PROBLEM REQUIREMENTS:
Quote every one of the records below verbatim, from the first line to the last.
==== EXERCISE INPUTS
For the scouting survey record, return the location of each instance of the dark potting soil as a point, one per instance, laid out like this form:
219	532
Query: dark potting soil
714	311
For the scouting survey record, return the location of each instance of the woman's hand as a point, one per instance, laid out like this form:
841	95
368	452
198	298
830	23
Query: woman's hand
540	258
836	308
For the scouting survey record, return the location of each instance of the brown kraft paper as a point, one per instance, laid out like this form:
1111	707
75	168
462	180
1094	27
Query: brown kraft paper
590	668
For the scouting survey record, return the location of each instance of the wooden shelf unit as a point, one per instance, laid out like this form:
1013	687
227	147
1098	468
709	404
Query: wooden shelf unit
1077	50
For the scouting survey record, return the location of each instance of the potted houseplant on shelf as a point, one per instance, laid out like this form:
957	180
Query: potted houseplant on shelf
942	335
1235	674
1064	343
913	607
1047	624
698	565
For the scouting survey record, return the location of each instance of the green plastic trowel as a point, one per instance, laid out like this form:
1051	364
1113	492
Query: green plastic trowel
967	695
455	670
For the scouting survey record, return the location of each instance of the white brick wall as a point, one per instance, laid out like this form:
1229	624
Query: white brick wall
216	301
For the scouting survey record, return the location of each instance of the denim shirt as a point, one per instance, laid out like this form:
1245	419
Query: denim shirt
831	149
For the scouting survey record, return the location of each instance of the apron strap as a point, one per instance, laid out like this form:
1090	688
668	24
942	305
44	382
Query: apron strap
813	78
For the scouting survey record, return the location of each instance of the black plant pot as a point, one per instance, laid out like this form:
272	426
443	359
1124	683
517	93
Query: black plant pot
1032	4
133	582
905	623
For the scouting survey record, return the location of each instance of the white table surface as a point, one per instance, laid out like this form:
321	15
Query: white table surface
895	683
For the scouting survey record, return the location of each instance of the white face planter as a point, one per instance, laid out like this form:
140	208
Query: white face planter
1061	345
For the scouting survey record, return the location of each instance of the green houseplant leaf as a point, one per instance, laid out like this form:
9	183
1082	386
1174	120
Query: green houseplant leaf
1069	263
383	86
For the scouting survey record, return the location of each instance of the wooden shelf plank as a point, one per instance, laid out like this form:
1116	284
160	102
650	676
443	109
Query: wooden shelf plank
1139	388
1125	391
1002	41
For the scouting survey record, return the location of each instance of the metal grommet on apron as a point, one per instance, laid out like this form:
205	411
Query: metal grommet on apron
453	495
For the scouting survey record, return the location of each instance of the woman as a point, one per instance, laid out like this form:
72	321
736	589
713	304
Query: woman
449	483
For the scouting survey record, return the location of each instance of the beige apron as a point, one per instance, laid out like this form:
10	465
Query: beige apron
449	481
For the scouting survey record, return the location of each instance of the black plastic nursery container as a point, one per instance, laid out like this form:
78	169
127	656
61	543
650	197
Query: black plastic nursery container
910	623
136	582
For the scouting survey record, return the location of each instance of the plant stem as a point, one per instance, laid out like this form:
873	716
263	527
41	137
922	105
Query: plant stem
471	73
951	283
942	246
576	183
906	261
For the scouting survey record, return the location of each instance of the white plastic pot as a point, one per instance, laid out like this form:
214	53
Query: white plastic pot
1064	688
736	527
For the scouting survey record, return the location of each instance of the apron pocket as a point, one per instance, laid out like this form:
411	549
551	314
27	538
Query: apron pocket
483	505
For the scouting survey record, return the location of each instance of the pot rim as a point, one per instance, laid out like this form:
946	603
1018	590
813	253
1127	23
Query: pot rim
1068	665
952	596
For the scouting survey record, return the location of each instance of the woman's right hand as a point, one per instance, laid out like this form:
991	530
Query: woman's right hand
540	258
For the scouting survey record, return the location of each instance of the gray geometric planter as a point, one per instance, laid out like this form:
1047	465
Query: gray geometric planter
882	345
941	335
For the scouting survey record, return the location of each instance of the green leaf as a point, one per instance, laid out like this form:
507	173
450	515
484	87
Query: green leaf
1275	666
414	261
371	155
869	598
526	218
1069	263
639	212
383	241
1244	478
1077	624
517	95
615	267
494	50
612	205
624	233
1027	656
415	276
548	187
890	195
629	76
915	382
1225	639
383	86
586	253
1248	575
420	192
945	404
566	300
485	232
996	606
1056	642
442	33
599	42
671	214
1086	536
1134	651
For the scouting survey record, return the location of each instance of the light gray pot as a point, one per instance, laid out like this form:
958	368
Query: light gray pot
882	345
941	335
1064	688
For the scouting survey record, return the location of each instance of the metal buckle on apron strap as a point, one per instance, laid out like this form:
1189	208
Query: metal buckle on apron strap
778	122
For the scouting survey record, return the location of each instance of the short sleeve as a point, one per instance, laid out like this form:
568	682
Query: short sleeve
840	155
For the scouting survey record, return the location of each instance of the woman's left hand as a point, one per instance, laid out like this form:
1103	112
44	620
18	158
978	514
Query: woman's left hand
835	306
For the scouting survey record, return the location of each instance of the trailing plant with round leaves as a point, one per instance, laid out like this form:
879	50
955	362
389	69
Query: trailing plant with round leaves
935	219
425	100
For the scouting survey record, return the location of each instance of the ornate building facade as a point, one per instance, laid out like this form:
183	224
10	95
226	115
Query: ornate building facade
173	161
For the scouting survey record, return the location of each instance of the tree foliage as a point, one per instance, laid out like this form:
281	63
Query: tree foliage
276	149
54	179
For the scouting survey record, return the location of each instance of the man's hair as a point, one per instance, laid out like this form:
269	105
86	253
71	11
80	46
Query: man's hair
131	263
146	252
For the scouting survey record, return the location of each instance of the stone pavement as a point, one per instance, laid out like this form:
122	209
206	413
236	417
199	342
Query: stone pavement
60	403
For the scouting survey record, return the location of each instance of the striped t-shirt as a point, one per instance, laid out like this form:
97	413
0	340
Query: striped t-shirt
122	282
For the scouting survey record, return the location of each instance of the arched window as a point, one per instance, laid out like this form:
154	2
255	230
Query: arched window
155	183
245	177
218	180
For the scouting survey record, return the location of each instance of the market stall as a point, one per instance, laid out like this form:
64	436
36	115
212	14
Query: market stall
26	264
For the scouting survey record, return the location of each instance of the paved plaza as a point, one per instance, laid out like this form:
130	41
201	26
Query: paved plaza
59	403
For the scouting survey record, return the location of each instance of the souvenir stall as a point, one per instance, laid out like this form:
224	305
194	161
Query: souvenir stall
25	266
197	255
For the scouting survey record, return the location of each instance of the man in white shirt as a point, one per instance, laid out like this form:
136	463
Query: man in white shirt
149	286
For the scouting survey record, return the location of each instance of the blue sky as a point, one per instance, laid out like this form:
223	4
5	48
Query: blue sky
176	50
========
RESPONSE TO THE EXERCISE:
For the scouting survey record, return the location of each instance of the dark potting soil as a point, one per instance, laid out like this form:
219	532
Query: dark potting soil
714	311
For the scouting survey record, return the location of each instance of the woman's hand as a point, one per instance, laid out like this form:
841	95
368	452
198	298
830	23
Query: woman's hand
540	258
836	308
For the scouting survey record, return the location of each instance of the brown kraft paper as a point, one per instance, laid out like this form:
1111	707
75	168
462	180
1094	27
Query: brown kraft paper
590	668
For the scouting survey record, return the location of each instance of the wooden shelf unit as a point, one per instance, laid out like this form:
1013	687
227	147
1098	468
709	404
Query: wooden shelf unit
1077	50
For the scouting survey record, return the location of each instance of the potted houseplant on shelf as a point, one per instance, laid out like this form:
957	180
Query: potted houseplant on shelf
942	335
1235	674
1064	343
913	607
1047	624
698	565
For the scouting survey record, return the location of each instance of the green plastic trowel as a point, one per instance, laid out like this form:
1051	364
1113	492
Query: green plastic trowel
967	695
455	670
For the scouting survey record, return the location of each instance of the white brick wall as a point, one per instance, laid out like this form:
1229	624
Query: white brick wall
216	301
For the scouting survey record, return the location of each instance of the denim shirt as a point, one per instance, laid out like this form:
1245	419
Query: denim shirt
831	149
For the scouting survey record, return the location of each instance of the apron strap as a point, one per instance, laid out like this form:
1090	688
668	24
942	305
44	382
Query: apron strap
813	78
For the scouting survey record, return the location of each instance of the black plant pot as a point, one per instance, laid out like this form:
272	426
443	359
1124	683
517	93
Query: black plant pot
1032	4
133	582
905	623
For the scouting survey record, return the location of each instance of the white table surface as a point, one per instance, laid out like this form:
321	15
Query: white table surface
895	683
For the scouting survey record, return the location of each instance of the white face planter as a point, one per instance, laid out like this form:
140	208
Query: white face planter
1061	345
For the scouting survey record, return the location of each instance of the green houseplant leaf as a point, one per instance, laid out like this form:
9	183
1082	386
1174	120
Query: green houseplant leaf
1069	263
383	86
For the scouting survey record, return the location of each instance of the wooden shelf plank as a point, one per instance, laid out like this form:
1116	284
160	102
650	676
443	109
Query: wooden shelf plank
1139	388
1125	391
1002	41
For the scouting survey record, return the location of each instance of the metal grommet on apron as a point, one per instance, laid out like this form:
205	411
Query: metal grommet on apron
453	495
For the scouting survey record, return the location of each instance of the woman as a point, one per instance, laid out like this form:
72	321
736	589
713	304
Query: woman
449	483
For the scouting survey record, return the location of each instance of the beige apron as a point, one per instance, laid out like this form:
10	465
Query: beige apron
449	481
For the scouting survey record, return the location of each instance of the black plastic nursery container as a point, one per instance, laid out like this form:
78	169
127	656
61	543
650	197
Query: black plastic nursery container
910	623
136	582
For the scouting survey record, return the location of each instance of the plant stem as a point, one per instance, laid out like this form:
873	716
263	527
41	137
922	105
Query: plant stem
471	73
951	283
942	246
576	183
906	261
For the scouting survey record, return the location of each instance of the white plastic pot as a point, one per instance, laid out like this form:
214	53
Query: white plastic pot
1064	688
736	527
For the scouting survey record, return the location of each instance of the apron pocket as a point, one per instance, laid out like this form:
411	549
551	314
27	538
Query: apron pocket
483	505
For the scouting survey record, return the location of each instance of the pot rim as a point, one per instance, laid out like this form:
946	603
1018	590
813	253
1127	23
Query: pot rim
1068	665
952	596
For the scouting survey record, return the location of each instance of the woman's right hand as a point, one per instance, laid out like this form:
991	530
Query: woman's right hand
540	258
For the scouting survey record, return the location of each instance of the gray geometric planter as a point, one per instance, laid out like this form:
1047	465
Query: gray geometric planter
882	345
941	335
For the scouting survey record, return the location of each instance of the green leaf as a point, one per instance, laid out like this form:
507	173
450	515
484	87
Query: green leaf
1275	666
414	261
371	155
869	598
526	218
1069	263
639	212
383	241
1244	478
1077	624
517	95
615	267
494	50
612	205
624	233
1027	656
415	276
548	187
890	195
629	76
915	382
1225	639
383	86
586	253
1248	575
420	192
945	404
566	300
485	232
996	606
1056	642
442	33
599	42
671	214
1086	536
1134	651
For the scouting survey record, return the location of each instance of the light gray pot as a point, one per instance, laid out like this form:
958	368
Query: light gray pot
882	345
941	335
1064	688
For the scouting survey record, return the location of each instance of the metal buckle on apron strap as a point, one per instance, laid out like this form:
1189	208
Query: metal buckle on apron strap
778	122
For the scouting survey record, return the location of each instance of the short sleeve as a point, one per instance, laid out like this form:
568	682
Query: short sleeve
840	155
For the scouting survey record, return the location of each instance of the woman's left hand as a point, one per instance, laid out like this form:
1103	112
44	620
18	158
978	514
Query: woman's left hand
835	306
For the scouting survey record, return the location of each instance of the trailing plant with round leaves as a point, one per instance, laid out like this form:
879	50
955	362
389	69
Query: trailing plant with round leaves
935	219
425	100
For the scouting survey record, return the location of each instance of the ornate building facade as a point, one per instance, laid out like this form:
183	224
10	95
226	115
Query: ornate building facade
173	161
For the scouting survey record, return the location of each instance of the tree foliage as a point, one per instance, laid out like this form:
281	63
Query: tree foliage
276	149
54	179
For the scouting survey record, return the location of each instance of the man's hair as a point, one per instance, laid out like this form:
269	105
86	253
71	11
80	46
Query: man's hair
131	263
146	252
For the scouting survey record, return the location of each instance of the stone pavement as a point, one per instance, laid out like this form:
122	209
206	413
236	417
199	342
Query: stone pavement
60	403
For the scouting survey record, return the location of each instance of the striped t-shirt as a point, one per instance, laid out like this form:
97	413
0	340
Query: striped t-shirt
122	282
For the scouting survey record, return the location of each instance of the arched window as a point, one per instance, laid out like this form:
154	2
255	230
Query: arched window
155	183
245	177
218	180
For the scouting survey record, return the location of each instance of the market stall as a point, one per instance, laid out like this form:
64	436
36	115
212	14
Query: market stall
26	264
For the scouting survey record, return the location of each instance of the paved plaza as a point, one per instance, laid out like this form:
130	41
201	26
Query: paved plaza
59	403
For the scouting survey record, return the location of each instance of the souvenir stall as a point, one per instance, laid out like this form:
224	305
194	161
Query: souvenir stall
25	266
197	255
For the scouting survey record, return the location of each instance of the man in white shirt as a point, one per instance, laid out like this form:
136	463
Query: man in white shirt
149	286
For the scouting survey record, return the location of each instance of the blue sky as a point, one per instance, laid out like this form:
223	4
5	48
Query: blue sky
176	50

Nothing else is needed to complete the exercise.